§ **Records shown**
****

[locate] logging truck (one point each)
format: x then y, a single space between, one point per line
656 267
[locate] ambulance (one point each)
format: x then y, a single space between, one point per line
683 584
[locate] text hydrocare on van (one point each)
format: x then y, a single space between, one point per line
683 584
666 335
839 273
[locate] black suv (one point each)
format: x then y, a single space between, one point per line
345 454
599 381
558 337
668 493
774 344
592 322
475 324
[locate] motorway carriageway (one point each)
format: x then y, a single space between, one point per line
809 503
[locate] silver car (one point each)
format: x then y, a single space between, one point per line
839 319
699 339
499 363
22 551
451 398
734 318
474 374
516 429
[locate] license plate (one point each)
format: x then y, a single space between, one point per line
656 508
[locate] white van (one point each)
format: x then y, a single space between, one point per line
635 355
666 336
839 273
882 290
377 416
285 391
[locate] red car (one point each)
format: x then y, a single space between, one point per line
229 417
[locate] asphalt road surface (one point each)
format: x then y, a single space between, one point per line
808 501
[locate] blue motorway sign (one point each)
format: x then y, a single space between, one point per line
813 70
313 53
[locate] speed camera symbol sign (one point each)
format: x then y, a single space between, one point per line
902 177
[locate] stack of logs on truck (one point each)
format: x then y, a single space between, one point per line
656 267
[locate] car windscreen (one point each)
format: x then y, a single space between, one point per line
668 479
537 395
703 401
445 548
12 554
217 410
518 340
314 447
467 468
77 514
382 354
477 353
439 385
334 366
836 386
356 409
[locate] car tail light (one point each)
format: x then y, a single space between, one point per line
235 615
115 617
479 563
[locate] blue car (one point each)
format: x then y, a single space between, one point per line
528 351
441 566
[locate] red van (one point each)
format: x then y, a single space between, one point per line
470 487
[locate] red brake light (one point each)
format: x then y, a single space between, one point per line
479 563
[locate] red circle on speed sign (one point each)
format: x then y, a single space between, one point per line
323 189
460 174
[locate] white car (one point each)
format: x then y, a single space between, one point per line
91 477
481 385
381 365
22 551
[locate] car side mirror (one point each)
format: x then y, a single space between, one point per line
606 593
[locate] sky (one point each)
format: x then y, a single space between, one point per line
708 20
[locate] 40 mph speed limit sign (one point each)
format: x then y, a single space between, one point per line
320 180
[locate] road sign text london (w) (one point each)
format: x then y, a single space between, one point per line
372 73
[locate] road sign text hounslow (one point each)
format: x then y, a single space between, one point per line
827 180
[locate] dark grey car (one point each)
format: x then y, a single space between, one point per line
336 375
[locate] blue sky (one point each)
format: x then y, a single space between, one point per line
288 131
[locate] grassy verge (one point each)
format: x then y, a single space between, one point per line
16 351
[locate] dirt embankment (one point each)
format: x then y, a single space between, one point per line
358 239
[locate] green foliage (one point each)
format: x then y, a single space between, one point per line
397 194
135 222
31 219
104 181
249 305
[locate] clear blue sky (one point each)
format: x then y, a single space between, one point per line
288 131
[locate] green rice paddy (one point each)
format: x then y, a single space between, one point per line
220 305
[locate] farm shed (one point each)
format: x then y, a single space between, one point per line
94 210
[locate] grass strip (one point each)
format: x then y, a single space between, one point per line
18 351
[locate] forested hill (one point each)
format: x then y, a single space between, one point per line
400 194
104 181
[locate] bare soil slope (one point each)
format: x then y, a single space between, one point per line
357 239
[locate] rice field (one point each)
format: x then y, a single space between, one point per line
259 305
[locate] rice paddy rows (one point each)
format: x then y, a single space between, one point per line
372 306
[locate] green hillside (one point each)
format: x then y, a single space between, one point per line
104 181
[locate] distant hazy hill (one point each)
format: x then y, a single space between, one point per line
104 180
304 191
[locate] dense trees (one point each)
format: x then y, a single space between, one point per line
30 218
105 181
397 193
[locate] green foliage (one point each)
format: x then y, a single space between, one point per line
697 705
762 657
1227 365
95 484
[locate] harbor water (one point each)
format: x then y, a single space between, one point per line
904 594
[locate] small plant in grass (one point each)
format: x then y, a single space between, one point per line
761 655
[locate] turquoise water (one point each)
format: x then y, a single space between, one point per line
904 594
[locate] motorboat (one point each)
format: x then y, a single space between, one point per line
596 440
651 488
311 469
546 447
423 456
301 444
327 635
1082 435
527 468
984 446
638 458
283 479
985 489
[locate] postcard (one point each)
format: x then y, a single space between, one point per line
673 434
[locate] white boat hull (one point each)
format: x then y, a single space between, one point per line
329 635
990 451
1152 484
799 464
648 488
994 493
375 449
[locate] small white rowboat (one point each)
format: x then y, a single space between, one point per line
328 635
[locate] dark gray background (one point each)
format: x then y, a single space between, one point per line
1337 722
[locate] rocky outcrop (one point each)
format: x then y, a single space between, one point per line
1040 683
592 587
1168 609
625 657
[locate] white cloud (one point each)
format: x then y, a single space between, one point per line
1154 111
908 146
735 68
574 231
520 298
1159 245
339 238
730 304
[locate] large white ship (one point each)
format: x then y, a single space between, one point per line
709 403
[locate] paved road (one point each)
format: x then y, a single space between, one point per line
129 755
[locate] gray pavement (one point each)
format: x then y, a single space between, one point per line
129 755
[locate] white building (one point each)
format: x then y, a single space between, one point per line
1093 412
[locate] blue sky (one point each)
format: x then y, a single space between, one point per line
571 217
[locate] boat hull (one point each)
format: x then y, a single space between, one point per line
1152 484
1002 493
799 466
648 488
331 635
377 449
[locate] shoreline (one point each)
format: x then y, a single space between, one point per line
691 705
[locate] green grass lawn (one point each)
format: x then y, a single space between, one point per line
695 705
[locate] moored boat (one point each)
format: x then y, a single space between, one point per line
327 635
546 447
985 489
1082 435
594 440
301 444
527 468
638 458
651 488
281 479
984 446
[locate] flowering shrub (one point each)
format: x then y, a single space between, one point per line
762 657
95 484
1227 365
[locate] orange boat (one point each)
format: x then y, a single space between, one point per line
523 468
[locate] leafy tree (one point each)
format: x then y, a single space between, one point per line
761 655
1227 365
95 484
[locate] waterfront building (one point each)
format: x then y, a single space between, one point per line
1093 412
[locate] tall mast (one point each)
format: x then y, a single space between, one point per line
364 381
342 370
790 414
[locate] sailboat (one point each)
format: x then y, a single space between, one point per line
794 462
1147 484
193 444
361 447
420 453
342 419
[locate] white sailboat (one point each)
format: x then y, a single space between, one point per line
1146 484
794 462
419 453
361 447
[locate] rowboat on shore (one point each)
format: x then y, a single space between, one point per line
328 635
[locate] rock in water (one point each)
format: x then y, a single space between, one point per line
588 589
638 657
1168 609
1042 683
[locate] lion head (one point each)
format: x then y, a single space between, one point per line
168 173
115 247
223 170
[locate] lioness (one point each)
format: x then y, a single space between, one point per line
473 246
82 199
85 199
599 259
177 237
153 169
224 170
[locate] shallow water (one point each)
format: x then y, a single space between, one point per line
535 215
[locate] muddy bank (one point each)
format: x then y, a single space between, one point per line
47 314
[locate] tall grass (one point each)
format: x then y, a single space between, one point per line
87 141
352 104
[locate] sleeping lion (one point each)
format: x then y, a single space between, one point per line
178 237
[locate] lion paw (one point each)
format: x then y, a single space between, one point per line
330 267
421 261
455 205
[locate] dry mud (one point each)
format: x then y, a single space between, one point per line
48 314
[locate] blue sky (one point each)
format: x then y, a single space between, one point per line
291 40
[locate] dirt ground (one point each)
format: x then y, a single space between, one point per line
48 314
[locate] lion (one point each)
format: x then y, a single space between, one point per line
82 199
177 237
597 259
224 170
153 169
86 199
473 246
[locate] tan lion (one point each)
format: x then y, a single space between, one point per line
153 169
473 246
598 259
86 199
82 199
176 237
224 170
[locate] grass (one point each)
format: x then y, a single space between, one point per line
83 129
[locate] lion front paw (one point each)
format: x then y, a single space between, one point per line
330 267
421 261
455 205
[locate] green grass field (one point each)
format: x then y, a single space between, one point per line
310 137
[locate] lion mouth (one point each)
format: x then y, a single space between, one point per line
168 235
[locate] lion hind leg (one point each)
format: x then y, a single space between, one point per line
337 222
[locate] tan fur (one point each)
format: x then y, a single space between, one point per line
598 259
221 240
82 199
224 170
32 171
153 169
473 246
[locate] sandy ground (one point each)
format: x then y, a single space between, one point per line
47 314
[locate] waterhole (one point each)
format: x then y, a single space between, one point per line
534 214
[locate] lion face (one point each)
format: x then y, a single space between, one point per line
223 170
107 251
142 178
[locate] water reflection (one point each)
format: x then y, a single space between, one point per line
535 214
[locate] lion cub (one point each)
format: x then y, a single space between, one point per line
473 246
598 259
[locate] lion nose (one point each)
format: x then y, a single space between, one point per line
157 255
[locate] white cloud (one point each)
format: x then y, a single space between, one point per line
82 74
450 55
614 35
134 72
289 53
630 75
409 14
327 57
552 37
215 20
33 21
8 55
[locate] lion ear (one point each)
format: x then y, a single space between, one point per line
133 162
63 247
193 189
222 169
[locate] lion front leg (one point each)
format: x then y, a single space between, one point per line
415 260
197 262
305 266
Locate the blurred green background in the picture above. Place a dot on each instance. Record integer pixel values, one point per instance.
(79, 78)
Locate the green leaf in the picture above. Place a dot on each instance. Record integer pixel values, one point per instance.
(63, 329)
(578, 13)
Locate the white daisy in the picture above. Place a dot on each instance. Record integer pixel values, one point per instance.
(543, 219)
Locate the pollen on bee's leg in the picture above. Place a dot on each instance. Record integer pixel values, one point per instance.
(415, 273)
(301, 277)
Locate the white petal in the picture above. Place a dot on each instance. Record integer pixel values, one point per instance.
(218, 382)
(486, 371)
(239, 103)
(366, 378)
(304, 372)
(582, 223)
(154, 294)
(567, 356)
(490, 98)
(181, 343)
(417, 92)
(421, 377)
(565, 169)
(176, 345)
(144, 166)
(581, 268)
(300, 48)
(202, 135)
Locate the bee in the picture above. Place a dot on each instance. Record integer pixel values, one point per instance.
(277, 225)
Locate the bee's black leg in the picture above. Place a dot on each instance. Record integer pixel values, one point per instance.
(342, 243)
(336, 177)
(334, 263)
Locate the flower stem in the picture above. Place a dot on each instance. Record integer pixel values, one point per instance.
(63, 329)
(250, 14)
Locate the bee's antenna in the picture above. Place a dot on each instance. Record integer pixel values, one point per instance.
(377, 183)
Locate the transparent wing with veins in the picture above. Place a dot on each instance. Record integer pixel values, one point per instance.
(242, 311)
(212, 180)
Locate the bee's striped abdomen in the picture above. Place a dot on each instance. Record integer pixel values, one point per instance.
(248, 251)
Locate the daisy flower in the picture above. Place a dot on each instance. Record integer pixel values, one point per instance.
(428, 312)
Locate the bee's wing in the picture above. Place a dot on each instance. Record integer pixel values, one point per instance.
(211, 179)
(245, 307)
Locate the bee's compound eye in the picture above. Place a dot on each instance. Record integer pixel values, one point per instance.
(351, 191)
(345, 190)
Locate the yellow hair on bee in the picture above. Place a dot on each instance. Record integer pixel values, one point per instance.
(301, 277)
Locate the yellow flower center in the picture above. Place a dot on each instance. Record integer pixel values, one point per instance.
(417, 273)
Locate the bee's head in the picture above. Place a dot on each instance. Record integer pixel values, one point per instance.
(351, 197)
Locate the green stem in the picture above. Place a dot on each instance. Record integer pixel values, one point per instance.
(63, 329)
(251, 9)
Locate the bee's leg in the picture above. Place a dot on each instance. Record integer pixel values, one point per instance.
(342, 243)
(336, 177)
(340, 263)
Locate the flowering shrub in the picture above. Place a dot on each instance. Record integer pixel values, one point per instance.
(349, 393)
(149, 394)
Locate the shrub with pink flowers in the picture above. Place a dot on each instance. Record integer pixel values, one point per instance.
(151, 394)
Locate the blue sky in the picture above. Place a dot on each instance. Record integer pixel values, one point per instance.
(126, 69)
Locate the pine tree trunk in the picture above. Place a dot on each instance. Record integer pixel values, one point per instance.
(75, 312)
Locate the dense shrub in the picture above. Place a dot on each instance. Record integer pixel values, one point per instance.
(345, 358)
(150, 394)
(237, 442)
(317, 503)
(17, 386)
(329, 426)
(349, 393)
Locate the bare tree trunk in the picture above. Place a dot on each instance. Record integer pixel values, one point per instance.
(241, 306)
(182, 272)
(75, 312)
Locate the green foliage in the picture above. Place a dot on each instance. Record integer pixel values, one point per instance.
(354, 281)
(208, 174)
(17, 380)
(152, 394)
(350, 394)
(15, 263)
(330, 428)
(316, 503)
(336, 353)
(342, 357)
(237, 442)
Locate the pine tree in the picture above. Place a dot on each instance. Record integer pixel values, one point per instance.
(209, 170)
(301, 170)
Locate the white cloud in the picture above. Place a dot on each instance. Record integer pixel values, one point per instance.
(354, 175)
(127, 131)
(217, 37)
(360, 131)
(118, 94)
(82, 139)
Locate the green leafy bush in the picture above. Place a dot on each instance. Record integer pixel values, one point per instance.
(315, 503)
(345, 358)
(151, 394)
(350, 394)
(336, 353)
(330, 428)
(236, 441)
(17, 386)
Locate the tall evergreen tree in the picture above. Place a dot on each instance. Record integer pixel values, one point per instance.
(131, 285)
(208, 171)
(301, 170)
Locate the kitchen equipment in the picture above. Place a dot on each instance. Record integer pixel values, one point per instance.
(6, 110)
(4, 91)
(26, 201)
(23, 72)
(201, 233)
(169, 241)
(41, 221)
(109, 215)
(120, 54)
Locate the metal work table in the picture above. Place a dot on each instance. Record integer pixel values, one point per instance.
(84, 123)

****

§ **What to do**
Starting at the line that contains "Locate the metal" and ending with the last of the rows, express those lines as a Markdown table with the columns Index and Text, numbering each line and leaving out blank lines.

§ **Task response**
| Index | Text |
|---|---|
| 1 | Locate the metal work table in the picture above. Place a dot on each instance. Record integer pixel values, one point per instance. |
| 2 | (84, 123) |